## Provided text:
########################################

While African countries struggle to make the demographic transition to lower fertility and consequent economic development, countries like China are struggling with the opposite challenge — too low of a fertility rate [“Looming population crisis forces China to revisit one-child policy,” by Ariana Eunjung Cha, Washington Post, 12 December 2009]. Cha reports:
“More than 30 years after China’s one-child policy was introduced, creating two generations of notoriously chubby, spoiled only children affectionately nicknamed ‘little emperors,’ a population crisis is looming in the country. The average birthrate has plummeted to 1.8 children per couple as compared with six when the policy went into effect, according to the U.N. Population Division, while the number of residents 60 and older is predicted to explode from 16.7 percent of the population in 2020 to 31.1 percent by 2050. That is far above the global average of about 20 percent. The imbalance is worse in wealthy coastal cities with highly educated populations, such as Shanghai. Last year, people 60 and older accounted for almost 22 percent of Shanghai’s registered residents, while the birthrate was less than one child per couple.”
This demographic imbalance is likely to cause economic challenges for China in a near future. Even though the controversial one-child policy is credited with helping China achieve rapid economic growth, the policy now threatens the country’s economic future. Not only because the country is aging rapidly, but because “many couples have had sex-selective abortions, leading to an unnaturally high male-to-female ratio.” As a result, support for the controversial policy is waning.

########################################

## Study questions:
• 1. Rewrite the passage on China's one-child policy, starting at "This demographic imbalance" and ending at "policy is waning.", replacing "demographic imbalance" with "population imbalance".
• 2. Extend the passage on China's one-child policy from its last sentence.
The rows below this passage come from a separate source.

########################################

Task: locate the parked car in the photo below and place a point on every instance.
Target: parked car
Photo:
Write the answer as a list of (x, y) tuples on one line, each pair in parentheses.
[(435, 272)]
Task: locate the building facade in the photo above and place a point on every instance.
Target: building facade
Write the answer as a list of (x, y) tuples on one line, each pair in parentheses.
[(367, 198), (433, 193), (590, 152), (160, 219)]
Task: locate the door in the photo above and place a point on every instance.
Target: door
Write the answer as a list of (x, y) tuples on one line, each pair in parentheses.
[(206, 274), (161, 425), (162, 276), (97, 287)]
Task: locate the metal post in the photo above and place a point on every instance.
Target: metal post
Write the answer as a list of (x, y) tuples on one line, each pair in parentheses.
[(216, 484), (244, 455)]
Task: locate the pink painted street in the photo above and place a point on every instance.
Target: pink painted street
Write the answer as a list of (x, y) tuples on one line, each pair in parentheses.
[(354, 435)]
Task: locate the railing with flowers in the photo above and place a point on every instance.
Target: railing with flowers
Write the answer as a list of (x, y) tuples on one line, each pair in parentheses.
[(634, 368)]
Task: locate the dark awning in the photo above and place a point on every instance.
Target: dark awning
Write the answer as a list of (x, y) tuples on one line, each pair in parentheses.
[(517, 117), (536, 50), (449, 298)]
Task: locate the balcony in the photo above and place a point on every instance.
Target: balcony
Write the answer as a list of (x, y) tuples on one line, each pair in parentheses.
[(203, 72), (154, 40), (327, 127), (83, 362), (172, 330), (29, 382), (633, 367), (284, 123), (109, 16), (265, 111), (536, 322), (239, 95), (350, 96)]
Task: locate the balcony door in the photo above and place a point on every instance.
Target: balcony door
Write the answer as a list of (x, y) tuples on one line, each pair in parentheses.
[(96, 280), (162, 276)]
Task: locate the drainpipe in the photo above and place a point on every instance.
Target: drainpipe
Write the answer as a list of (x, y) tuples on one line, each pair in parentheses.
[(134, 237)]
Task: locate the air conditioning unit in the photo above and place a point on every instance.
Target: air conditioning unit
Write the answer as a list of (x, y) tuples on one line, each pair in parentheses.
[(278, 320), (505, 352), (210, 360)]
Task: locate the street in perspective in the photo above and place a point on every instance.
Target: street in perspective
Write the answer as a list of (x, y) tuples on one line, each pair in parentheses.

########################################

## Answers by task:
• 1.
This population imbalance is likely to cause economic challenges for China in a near future. Even though the controversial one-child policy is credited with helping China achieve rapid economic growth, the policy now threatens the country’s economic future. Not only because the country is aging rapidly, but because “many couples have had sex-selective abortions, leading to an unnaturally high male-to-female ratio.” As a result, support for the controversial policy is waning.

• 2.
“In 2004, they allowed for more exceptions to the rule — including urban residents, members of ethnic minorities and cases in which both husband and wife are only children — and in 2007, they toned down many of their hard-line slogans. Qiao Xiaochun, a professor at the Institute of Population Research at Peking University, said central government officials have recently been debating even more radical changes, such as allowing couples to have two children if one partner is an only child. In July, Shanghai became the first Chinese city to launch an aggressive campaign to encourage more births. Almost overnight, posters directing families to have only one child were replaced by copies of regulations detailing who would be eligible to have a second child and how to apply for a permit. The city government dispatched family planning officials and volunteers to meet with couples in their homes and slip leaflets under doors. It has also pledged to provide emotional and financial counseling to those electing to have more than one child.”
Interestingly, the results of the campaign to increase births have been disappointing. “Shanghai officials say that, despite the campaign, the number of births in the city in 2010 is still expected to be only about 165,000 — slightly higher than in 2009 but lower than in 2008.” Clearly, the global demographic story is not fully written. Twists, turns, and surprises in the population plot continue to keep analysts busy and policymakers concerned. The evidence, however, clearly indicates that lower fertility rates generally create a better economic environment and improve the quality of life for a nation’s populace. As noted at the beginning of this post, getting the population in some sort of equilibrium will help make planning for sustainable economies easier.